─── GIVEN TEXT ───
Make a detour (more like a u-turn, if you are driving) to your left, off the main Kasoa road at the toll booth; amidst boards on taxis that read ‘Fulani’, ‘School’, hop in the one with ‘Tuba’ and head for the Tuba taxi rank. Find your way to the main Mosque; go right, first past  Asimawu then Mariam’s stall of artfully arranged fruits of various hues to the Umraniya Islamic Basic school. Separating this from the Monika Crèche is a football field. Cross this threshold in a north-Eastward direction and you are headed for the Tuba Islamic High school. Route beside the school following the narrow dirt path to the Günther Frey International School and the One Love orphanage. Adjacent the boarding house is a mango tree with its crown sprouting violently from the trunk; the area underneath this is the project site.

Bear in mind that I have only charted a possible route through and by no means is this the only channel to an experience in this space.
─── DATA EXCERPT ───
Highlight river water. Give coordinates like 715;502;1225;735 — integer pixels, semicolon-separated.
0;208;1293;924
───
◆ **THE REQUEST**
List every word that the route directions above give as appearing on taxi boards.

◆ **REPLY**
Fulani, School, Tuba